* _What to produce_:
Transcribe the records below line for line, leaving every character unchanged.

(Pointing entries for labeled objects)
· · · · · · ·

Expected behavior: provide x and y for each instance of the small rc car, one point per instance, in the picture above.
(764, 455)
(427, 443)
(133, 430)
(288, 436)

· · · · · · ·

* _Response to the task_:
Expected behavior: provide x and y for each instance of the small rc car, one point per instance, in the picture above.
(764, 455)
(427, 443)
(133, 430)
(288, 436)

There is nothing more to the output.